In Python, everything is an object and we’ve already been using objects in this Notebook. It’s probably not surprising that something like an array or a list are objects. Let’s see what kind of objects they are.

type(order_quantity_range)
numpy.ndarray
type(data_table_1)
list

Let’s explore some list methods. To start, we will create a list based on the order_quantity_range and then do a few things with the new list.

oq_list = list(order_quantity_range)
print(oq_list)
print(type(oq_list))
[50, 75, 100, 125, 150, 175, 200, 225, 250, 275, 300]
<class 'list'>

A Python class is the template from which we create individual objects, called instances in our programs. The list class lets us create list objects. Python has many built in classes with numerous predefined methods and properties.

# Append a new item to end of list
oq_list.append(350)
print(oq_list)
[50, 75, 100, 125, 150, 175, 200, 225, 250, 275, 300, 350]
# Reverse the order of our list
oq_list.reverse()
print(oq_list)
[350, 300, 275, 250, 225, 200, 175, 150, 125, 100, 75, 50]
# Reverse it back
oq_list.reverse()
print(oq_list)
[50, 75, 100, 125, 150, 175, 200, 225, 250, 275, 300, 350]

Notice that when we use the append and reverse functions we need to include parentheses just as we do when calling any function. In this case, we aren’t passing any arguments into the function, but often we will.

## [Written task A]
In the passage on Python objects, condense the paragraph beginning "A Python class is the template" into a shorter version that keeps its main facts.
## [Written task B]
Carry on the passage on Python objects and list methods, starting right after its final sentence.
The items that follow are separate material and are not part of the passage on Python objects.

## [Supplied records]
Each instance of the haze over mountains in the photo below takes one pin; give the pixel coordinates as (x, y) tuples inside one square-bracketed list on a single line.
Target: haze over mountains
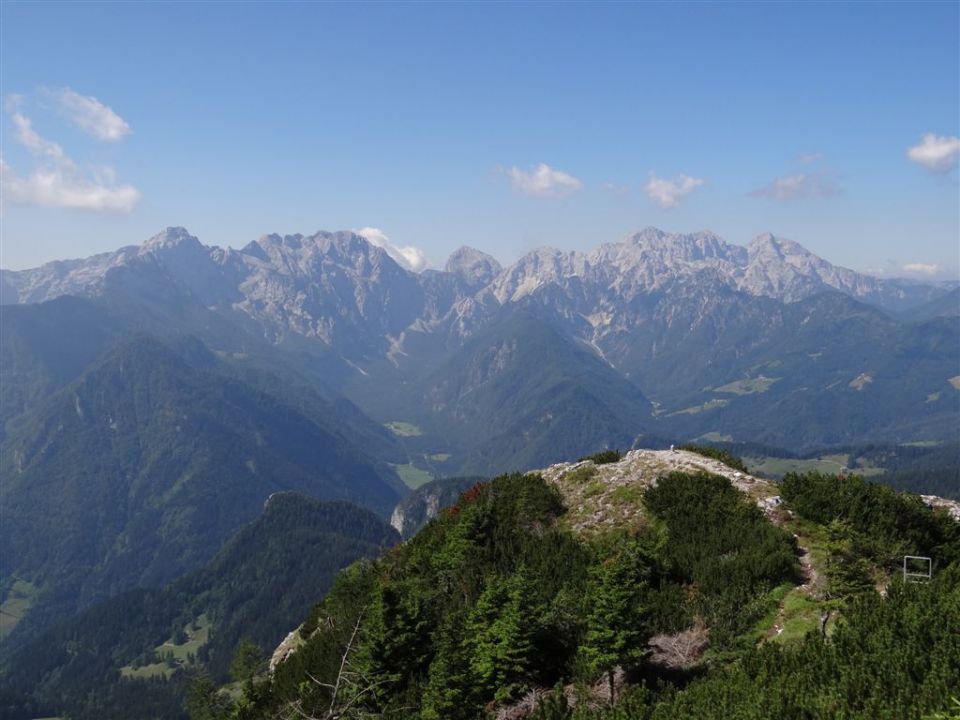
[(153, 398), (767, 343)]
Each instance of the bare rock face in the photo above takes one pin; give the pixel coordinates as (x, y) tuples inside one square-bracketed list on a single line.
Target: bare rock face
[(475, 268), (631, 302)]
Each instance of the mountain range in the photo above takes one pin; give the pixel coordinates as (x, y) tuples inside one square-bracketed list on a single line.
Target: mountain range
[(693, 337)]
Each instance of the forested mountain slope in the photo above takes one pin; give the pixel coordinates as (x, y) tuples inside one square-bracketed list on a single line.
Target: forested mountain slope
[(666, 584), (134, 655), (136, 473)]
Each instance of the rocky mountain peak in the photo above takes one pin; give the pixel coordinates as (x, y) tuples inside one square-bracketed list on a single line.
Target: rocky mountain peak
[(475, 267), (170, 238)]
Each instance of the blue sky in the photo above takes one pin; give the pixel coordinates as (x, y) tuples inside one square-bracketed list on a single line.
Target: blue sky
[(502, 126)]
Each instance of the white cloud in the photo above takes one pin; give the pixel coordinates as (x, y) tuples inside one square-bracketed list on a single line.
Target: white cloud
[(936, 153), (921, 268), (543, 181), (799, 185), (615, 189), (90, 115), (411, 258), (56, 181), (667, 193)]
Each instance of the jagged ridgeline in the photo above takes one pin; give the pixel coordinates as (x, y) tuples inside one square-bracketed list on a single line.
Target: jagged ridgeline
[(707, 596)]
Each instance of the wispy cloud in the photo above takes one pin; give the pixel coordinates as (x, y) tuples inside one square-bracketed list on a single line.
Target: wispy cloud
[(411, 258), (667, 193), (921, 268), (799, 186), (57, 181), (615, 188), (543, 181), (936, 153), (89, 114)]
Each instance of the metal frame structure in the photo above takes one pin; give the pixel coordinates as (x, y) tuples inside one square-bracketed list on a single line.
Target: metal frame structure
[(912, 576)]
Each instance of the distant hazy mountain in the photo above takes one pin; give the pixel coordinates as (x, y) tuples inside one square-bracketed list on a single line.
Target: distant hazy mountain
[(137, 471), (719, 337)]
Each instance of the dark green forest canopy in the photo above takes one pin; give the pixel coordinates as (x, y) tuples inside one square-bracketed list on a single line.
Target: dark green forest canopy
[(495, 598)]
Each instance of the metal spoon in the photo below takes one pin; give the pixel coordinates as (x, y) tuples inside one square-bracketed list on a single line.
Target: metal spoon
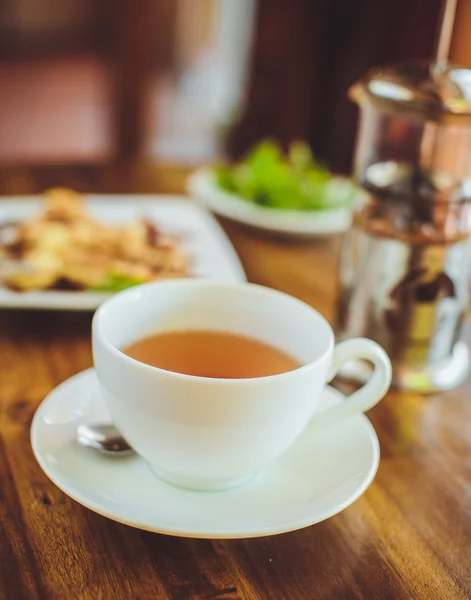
[(105, 438)]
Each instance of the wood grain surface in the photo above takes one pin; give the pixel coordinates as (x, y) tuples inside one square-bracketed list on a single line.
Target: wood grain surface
[(408, 537)]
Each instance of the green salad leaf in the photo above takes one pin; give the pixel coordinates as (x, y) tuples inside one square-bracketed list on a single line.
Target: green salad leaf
[(115, 282), (295, 181)]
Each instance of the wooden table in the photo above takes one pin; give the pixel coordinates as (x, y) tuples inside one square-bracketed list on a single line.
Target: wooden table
[(408, 537)]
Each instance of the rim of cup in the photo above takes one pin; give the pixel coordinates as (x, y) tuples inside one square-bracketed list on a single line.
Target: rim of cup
[(124, 296)]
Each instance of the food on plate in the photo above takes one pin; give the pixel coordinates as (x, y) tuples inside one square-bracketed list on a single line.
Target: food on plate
[(65, 248), (295, 181)]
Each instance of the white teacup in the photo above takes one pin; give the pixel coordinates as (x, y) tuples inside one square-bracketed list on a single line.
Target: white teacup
[(212, 434)]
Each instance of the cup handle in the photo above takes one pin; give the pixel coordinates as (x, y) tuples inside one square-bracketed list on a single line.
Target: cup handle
[(373, 390)]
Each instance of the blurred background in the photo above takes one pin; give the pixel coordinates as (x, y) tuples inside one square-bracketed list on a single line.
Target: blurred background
[(187, 81)]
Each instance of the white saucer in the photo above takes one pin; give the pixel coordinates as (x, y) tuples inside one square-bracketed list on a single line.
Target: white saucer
[(323, 473)]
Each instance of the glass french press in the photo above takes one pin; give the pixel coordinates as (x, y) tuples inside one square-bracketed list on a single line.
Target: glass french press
[(406, 262)]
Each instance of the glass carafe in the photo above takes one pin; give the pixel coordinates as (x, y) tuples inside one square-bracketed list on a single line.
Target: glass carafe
[(406, 263)]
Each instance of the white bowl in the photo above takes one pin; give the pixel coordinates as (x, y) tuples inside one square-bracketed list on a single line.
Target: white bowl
[(202, 186)]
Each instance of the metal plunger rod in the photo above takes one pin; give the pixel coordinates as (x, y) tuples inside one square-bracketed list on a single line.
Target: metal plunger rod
[(445, 32)]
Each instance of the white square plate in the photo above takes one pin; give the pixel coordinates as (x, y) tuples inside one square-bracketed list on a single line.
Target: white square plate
[(210, 251)]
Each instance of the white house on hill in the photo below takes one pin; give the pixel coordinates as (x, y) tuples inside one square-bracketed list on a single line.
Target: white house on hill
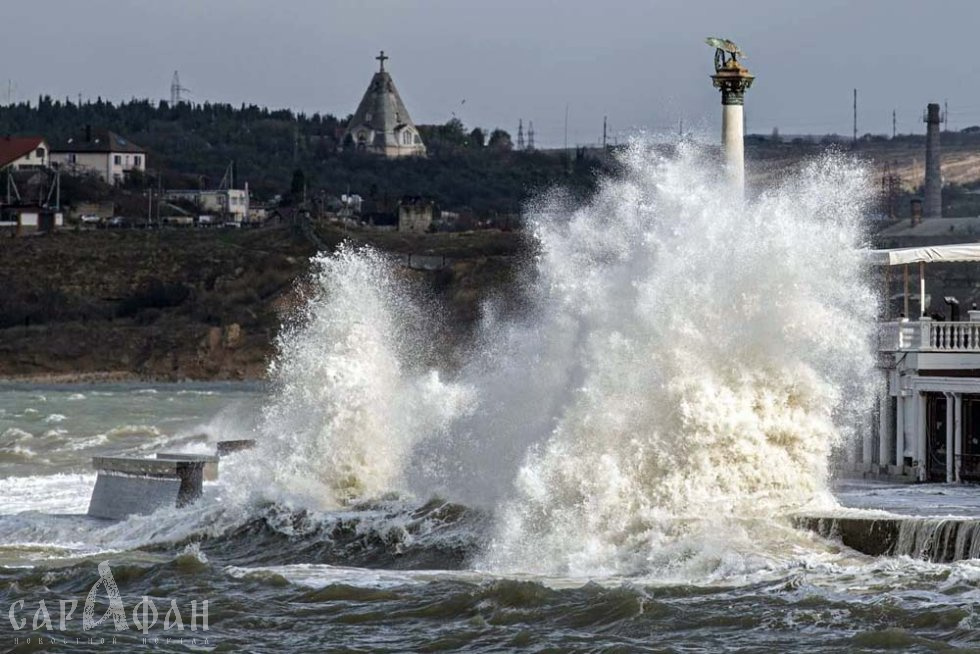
[(102, 152)]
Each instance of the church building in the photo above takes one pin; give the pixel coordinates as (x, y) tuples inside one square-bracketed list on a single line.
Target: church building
[(381, 124)]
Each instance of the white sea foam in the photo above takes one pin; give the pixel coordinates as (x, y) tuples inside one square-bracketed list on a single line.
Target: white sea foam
[(687, 362)]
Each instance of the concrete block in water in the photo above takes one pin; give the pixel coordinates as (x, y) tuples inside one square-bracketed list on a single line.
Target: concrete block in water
[(128, 485), (228, 447), (210, 462), (117, 496)]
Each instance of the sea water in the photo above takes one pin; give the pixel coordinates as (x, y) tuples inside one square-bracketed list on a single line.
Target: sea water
[(611, 469)]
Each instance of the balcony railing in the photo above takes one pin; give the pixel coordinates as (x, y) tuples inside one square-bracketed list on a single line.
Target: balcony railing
[(929, 336)]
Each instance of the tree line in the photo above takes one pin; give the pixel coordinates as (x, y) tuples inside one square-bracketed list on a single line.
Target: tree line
[(190, 145)]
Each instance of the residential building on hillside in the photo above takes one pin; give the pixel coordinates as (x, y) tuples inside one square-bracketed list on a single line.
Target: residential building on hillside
[(110, 156), (233, 203), (23, 152)]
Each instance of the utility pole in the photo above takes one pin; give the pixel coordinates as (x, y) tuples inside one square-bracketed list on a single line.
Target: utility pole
[(855, 117), (566, 127)]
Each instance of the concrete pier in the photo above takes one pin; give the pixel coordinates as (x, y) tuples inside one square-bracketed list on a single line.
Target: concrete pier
[(225, 448), (210, 462), (130, 485), (935, 539)]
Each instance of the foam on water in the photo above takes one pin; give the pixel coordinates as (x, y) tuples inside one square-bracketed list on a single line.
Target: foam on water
[(686, 365), (351, 399)]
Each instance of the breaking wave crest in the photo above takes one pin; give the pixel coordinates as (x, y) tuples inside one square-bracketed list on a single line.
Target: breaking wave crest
[(687, 363)]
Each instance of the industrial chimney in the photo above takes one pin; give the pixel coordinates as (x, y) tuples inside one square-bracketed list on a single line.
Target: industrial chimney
[(933, 205)]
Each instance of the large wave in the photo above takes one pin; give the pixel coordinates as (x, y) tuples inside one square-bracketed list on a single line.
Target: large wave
[(685, 365)]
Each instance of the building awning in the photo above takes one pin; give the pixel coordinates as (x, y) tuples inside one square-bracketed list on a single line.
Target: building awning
[(926, 254)]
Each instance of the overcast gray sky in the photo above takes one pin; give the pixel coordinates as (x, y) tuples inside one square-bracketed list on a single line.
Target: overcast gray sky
[(642, 63)]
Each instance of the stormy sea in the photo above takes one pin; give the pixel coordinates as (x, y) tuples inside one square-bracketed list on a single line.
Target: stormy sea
[(614, 467)]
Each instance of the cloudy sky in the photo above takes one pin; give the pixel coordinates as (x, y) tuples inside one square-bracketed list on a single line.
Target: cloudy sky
[(642, 63)]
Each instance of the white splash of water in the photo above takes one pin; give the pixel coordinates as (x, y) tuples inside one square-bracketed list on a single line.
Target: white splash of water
[(720, 351), (351, 399), (686, 365)]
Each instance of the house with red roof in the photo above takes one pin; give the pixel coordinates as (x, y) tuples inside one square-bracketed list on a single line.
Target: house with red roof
[(23, 152)]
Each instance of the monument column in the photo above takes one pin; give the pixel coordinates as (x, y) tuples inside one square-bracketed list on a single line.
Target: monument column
[(732, 79)]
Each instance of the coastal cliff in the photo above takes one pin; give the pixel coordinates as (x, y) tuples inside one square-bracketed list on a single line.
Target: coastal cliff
[(199, 304)]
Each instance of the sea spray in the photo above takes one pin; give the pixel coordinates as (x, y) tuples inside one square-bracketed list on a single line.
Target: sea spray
[(685, 364), (350, 397), (720, 348)]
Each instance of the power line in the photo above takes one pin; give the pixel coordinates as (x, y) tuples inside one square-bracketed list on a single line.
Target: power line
[(855, 116)]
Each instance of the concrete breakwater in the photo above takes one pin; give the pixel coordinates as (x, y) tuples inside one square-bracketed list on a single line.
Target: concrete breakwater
[(934, 539), (131, 485)]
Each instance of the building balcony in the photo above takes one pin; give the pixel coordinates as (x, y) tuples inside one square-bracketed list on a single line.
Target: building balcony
[(926, 335)]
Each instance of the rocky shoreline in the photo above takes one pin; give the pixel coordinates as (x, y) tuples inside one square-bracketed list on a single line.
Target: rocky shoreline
[(199, 305)]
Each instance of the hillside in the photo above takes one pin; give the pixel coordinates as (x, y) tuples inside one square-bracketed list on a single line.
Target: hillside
[(194, 304)]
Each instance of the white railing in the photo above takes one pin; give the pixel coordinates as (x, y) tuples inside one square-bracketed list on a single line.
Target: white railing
[(954, 336), (929, 336)]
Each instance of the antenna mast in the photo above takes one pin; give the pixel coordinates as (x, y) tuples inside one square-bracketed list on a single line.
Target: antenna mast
[(176, 90), (855, 117)]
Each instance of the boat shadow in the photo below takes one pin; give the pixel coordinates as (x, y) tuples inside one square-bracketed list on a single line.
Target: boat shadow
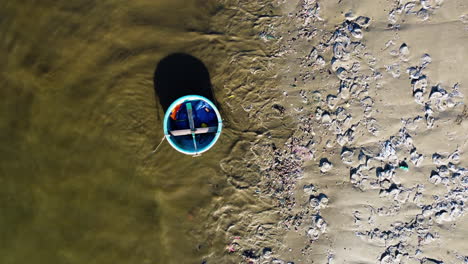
[(181, 74)]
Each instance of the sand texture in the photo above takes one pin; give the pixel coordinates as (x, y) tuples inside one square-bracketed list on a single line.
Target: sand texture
[(379, 92)]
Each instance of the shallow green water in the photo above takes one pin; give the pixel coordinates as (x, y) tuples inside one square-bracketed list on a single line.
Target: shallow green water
[(79, 119)]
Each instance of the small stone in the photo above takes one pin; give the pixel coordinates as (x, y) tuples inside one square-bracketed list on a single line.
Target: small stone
[(325, 165)]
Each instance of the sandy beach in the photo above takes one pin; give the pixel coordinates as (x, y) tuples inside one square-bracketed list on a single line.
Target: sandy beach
[(377, 90), (344, 133)]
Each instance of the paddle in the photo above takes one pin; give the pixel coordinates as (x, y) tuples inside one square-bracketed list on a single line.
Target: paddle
[(192, 124)]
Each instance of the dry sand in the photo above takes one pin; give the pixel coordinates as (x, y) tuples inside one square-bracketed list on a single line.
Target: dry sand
[(375, 171)]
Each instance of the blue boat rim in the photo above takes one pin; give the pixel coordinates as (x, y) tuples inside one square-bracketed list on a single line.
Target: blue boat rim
[(170, 137)]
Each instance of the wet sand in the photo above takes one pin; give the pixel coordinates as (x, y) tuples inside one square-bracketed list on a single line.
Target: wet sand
[(377, 88), (344, 141)]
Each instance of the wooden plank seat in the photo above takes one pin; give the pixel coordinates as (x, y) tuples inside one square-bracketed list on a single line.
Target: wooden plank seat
[(200, 130)]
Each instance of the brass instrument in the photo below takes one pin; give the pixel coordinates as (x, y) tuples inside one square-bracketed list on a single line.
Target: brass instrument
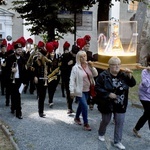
[(52, 75), (30, 60), (12, 73), (45, 74)]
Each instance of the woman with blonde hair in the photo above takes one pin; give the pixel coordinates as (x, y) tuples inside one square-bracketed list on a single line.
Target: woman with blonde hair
[(112, 87), (81, 77)]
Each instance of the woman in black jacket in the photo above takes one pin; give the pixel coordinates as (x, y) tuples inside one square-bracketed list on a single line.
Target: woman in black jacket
[(112, 88)]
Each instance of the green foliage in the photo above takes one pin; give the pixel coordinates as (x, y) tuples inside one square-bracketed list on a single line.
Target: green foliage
[(133, 93), (42, 15)]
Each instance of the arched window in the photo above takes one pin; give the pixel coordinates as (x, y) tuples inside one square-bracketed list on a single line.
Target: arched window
[(133, 6)]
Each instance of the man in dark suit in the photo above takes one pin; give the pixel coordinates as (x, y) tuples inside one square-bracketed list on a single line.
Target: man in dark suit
[(16, 72)]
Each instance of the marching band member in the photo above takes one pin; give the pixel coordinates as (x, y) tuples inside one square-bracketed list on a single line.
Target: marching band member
[(53, 69), (30, 75), (40, 79), (3, 66), (10, 51), (16, 71)]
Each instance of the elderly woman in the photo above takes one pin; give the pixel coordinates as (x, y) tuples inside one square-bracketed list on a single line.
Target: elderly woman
[(144, 96), (112, 87), (81, 77)]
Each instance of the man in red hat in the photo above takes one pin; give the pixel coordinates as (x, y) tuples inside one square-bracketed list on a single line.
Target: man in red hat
[(3, 57), (54, 67), (16, 72)]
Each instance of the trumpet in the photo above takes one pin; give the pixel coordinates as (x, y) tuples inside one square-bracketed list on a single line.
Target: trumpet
[(53, 76), (12, 73)]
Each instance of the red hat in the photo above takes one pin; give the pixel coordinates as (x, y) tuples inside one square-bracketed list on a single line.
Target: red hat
[(29, 40), (4, 43), (21, 41), (41, 44), (55, 44), (66, 45), (87, 38), (49, 47), (81, 42), (10, 47)]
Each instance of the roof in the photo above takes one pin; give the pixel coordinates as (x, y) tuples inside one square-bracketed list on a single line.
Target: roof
[(5, 12)]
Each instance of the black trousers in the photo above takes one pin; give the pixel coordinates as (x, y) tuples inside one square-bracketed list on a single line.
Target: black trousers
[(8, 92), (145, 117), (69, 100), (52, 88), (16, 97), (41, 96)]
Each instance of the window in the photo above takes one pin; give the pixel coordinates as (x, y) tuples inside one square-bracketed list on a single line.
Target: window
[(133, 6), (0, 26)]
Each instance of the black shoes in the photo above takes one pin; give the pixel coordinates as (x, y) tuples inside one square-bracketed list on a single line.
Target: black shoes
[(12, 111), (42, 115), (19, 117)]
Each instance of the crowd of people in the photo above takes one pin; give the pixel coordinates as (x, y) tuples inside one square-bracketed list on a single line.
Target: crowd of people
[(40, 69)]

## [Final result A]
A Python class is a template for creating objects, called instances. The list class creates list objects, and Python's many built-in classes have numerous predefined methods and properties.

## [Final result B]
# Use sort() method to do a reverse sort of our list
oq_list.sort(reverse=True)
print(oq_list)
[350, 300, 275, 250, 225, 200, 175, 150, 125, 100, 75, 50]

What if we forget the parentheses?

print(oq_list.reverse)
<built-in method reverse of list object at 0x7fe0c28a2680>

Python just tells us that reverse is a function. It’s also telling us that reverse, a function, is also an object. Yes, functions are objects, too. That means we can do things like pass them to other functions or modify some of their properties. Why would we ever want to do this? We’ll get to that.

I’m sure you already know how to get items from a list by their index number.

# Get the first element from the list
print(oq_list[0])
350

The bracket notation is really just a convenient shorthand for calling one of the built in methods of list objects. We can use Python dir function to see all of the attributes of any object.

dir(oq_list)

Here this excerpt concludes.